▸ **Exercise**:
Nothing but the lines from the start of the records below through the line that has "Target: clear blue sky" should appear, each exactly as given.

Natural-language object grounding data:
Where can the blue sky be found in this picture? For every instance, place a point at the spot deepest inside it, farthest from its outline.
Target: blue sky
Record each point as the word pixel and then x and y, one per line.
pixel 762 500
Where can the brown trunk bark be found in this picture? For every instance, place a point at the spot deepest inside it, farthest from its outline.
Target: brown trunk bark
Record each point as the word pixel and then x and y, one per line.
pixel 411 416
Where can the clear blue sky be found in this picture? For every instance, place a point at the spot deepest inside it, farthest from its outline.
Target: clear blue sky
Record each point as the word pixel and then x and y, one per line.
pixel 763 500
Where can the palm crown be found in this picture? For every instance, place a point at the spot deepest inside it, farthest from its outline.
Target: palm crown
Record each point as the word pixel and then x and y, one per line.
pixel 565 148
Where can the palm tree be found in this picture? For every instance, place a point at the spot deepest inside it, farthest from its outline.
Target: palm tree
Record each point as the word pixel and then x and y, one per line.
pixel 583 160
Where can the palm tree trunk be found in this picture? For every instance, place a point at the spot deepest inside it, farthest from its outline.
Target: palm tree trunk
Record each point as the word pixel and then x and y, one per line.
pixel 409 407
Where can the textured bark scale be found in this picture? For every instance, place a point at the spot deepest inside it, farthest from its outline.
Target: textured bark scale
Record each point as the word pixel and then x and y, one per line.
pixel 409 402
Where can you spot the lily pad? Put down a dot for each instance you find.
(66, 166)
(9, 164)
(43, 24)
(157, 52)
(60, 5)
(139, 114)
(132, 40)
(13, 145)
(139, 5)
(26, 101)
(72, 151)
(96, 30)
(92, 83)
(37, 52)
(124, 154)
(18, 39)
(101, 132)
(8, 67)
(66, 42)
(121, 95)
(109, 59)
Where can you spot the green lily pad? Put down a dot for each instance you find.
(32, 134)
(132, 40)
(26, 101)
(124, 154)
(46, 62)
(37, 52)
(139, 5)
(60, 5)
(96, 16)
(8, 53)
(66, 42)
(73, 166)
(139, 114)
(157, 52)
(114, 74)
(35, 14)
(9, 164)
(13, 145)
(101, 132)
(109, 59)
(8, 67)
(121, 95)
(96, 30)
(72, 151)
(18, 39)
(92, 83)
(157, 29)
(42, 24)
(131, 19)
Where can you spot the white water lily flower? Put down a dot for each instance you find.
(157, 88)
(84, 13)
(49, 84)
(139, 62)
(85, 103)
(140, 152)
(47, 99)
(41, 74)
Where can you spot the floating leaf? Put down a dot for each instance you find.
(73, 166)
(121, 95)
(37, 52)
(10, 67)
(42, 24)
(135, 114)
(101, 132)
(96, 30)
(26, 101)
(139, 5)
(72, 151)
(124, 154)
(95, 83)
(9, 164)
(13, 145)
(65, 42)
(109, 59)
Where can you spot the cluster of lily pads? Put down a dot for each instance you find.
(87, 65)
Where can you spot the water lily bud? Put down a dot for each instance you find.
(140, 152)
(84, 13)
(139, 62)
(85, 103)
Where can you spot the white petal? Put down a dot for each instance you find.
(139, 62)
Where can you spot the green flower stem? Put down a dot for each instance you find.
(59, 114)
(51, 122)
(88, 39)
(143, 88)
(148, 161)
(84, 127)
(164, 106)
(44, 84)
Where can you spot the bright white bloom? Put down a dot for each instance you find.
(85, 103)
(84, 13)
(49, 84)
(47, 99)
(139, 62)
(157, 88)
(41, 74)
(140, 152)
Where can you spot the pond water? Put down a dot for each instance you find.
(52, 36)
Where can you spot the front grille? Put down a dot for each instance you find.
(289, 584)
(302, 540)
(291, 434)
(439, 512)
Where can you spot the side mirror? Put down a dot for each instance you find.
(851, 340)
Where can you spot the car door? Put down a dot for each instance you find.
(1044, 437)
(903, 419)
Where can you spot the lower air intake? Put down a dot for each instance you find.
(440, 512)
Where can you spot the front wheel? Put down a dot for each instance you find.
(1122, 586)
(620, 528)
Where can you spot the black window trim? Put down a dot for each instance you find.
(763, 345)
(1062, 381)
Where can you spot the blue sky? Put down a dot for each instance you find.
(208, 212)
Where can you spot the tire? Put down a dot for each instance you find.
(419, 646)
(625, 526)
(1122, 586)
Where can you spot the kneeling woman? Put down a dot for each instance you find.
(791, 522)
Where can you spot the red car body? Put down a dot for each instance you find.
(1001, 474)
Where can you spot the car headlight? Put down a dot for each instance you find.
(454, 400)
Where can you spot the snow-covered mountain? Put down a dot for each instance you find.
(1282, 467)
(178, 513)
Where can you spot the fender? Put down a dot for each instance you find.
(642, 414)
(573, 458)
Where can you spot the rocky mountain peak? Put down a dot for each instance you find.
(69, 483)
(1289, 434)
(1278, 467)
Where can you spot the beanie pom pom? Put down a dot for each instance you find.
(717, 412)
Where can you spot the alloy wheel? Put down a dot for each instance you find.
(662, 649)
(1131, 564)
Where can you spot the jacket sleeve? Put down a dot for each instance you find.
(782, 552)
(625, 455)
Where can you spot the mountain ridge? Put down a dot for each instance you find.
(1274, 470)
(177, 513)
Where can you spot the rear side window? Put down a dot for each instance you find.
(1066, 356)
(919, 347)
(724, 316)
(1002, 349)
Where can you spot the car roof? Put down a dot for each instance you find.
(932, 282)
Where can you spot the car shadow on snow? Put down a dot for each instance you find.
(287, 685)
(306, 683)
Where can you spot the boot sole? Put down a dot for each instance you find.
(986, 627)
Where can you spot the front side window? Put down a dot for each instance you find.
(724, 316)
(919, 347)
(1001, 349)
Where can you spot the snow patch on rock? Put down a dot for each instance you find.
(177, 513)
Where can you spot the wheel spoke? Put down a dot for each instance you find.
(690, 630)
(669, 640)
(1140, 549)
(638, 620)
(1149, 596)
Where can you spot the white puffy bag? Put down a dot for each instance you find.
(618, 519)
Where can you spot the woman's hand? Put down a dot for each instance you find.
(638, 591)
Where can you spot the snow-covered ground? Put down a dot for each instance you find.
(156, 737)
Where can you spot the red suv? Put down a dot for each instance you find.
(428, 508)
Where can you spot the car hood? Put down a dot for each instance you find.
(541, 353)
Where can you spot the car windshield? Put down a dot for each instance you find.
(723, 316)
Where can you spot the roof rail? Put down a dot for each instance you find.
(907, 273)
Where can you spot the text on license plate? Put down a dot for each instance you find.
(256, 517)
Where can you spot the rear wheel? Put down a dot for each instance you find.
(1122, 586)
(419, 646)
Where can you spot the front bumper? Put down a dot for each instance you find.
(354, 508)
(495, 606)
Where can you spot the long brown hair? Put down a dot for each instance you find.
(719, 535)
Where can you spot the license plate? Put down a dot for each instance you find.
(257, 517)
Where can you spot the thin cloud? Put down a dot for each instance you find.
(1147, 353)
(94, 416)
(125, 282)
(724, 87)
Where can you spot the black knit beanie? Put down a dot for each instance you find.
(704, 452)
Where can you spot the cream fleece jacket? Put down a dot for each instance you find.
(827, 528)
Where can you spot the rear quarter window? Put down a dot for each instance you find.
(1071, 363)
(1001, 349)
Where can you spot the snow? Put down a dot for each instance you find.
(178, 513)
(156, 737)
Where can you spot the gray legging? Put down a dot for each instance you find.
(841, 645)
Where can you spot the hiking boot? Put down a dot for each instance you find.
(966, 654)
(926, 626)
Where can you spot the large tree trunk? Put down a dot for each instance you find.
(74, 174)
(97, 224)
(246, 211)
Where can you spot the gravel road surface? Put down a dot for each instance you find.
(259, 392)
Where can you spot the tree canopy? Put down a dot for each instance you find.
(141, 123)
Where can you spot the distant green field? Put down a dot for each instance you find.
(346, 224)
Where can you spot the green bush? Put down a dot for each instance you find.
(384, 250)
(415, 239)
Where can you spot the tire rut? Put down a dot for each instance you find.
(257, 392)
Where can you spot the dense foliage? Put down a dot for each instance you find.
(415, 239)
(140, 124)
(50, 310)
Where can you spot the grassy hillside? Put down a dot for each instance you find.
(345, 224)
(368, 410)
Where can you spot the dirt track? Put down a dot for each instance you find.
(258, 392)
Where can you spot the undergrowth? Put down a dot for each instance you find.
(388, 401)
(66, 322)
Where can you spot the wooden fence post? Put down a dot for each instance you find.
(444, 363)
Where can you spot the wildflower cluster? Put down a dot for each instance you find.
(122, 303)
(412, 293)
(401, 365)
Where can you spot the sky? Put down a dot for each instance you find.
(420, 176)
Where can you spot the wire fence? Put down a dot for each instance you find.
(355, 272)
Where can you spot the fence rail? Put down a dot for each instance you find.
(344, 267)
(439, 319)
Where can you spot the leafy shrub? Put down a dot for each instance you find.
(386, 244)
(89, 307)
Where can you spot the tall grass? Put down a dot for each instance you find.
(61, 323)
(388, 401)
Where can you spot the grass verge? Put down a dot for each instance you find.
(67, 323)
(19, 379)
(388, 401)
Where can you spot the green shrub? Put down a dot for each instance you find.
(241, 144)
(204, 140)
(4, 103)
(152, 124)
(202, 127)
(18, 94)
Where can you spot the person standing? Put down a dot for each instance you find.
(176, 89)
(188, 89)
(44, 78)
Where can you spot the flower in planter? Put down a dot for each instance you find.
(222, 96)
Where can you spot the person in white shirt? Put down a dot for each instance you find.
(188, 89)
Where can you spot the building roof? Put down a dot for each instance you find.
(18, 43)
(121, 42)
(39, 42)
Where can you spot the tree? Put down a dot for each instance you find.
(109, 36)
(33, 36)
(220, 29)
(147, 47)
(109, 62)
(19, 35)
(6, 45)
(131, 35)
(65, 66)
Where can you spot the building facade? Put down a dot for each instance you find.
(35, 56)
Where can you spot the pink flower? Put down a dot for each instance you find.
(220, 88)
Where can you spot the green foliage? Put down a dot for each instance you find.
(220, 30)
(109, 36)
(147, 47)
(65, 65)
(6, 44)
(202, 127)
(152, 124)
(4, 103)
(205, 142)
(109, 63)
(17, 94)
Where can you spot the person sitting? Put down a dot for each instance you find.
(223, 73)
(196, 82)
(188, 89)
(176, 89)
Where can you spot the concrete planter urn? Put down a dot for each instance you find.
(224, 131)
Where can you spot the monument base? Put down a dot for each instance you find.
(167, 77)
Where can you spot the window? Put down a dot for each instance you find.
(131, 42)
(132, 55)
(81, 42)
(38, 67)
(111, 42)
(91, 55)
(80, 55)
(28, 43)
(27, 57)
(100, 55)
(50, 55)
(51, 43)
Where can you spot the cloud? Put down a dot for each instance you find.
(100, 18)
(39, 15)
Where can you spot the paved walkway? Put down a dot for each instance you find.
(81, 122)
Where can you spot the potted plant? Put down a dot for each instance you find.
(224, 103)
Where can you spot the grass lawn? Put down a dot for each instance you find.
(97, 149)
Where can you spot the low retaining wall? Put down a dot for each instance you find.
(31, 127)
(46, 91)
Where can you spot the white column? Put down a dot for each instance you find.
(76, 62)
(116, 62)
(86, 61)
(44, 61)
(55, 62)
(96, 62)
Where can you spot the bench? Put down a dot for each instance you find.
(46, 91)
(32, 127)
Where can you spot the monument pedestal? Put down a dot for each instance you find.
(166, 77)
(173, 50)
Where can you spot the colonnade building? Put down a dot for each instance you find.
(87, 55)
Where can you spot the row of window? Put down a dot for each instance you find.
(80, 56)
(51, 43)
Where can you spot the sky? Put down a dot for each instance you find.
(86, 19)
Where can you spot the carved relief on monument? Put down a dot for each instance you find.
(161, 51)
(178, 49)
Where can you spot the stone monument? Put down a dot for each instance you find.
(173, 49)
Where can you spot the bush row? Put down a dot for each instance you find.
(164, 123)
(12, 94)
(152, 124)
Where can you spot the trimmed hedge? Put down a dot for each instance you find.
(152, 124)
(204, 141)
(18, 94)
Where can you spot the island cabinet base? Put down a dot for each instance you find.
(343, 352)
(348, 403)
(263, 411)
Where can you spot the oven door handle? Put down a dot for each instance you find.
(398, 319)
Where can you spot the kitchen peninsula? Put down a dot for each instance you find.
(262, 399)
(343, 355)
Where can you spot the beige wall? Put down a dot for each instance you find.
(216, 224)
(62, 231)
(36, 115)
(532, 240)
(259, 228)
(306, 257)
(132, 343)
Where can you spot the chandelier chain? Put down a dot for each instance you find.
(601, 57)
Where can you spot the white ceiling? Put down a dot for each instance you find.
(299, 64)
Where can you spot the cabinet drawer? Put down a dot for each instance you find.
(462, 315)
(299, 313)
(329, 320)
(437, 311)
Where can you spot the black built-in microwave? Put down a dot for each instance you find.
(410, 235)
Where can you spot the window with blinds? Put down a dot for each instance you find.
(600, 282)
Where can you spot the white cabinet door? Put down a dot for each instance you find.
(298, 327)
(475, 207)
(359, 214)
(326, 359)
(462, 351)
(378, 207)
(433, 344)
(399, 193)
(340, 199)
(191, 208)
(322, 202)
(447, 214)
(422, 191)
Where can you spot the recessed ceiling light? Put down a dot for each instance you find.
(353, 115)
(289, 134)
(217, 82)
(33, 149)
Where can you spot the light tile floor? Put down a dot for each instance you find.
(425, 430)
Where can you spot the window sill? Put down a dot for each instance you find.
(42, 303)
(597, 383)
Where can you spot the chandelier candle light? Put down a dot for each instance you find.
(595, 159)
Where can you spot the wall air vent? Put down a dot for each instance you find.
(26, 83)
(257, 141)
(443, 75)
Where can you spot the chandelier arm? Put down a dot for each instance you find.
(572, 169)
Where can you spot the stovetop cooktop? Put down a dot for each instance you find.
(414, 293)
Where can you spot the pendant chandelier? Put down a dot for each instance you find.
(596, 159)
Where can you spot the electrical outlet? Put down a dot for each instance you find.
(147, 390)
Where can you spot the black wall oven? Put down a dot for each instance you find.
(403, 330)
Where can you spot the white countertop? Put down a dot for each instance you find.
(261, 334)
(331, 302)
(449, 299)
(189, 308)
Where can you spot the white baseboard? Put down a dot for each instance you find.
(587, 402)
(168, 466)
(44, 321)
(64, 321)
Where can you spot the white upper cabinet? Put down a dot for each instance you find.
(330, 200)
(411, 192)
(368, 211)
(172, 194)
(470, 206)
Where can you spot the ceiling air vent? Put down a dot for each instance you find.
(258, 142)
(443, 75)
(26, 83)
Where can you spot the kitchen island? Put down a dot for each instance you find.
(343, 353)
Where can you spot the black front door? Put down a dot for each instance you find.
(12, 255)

▸ **Response to this exercise**:
Where can the blue sky be found in this picture? For every instance, place a point at the spot deepest inside it, farthest from its outline.
Target: blue sky
Record each point as the word pixel and then x and y, one per line.
pixel 762 500
Where can the brown trunk bark be found in this picture? For every instance, place a point at the spot deepest inside it, farthest from its outline.
Target: brown trunk bark
Record each point as the word pixel and then x and y, one per line.
pixel 411 416
Where can the clear blue sky be found in this picture? For every instance, place a point at the spot deepest inside it, farthest from its outline.
Target: clear blue sky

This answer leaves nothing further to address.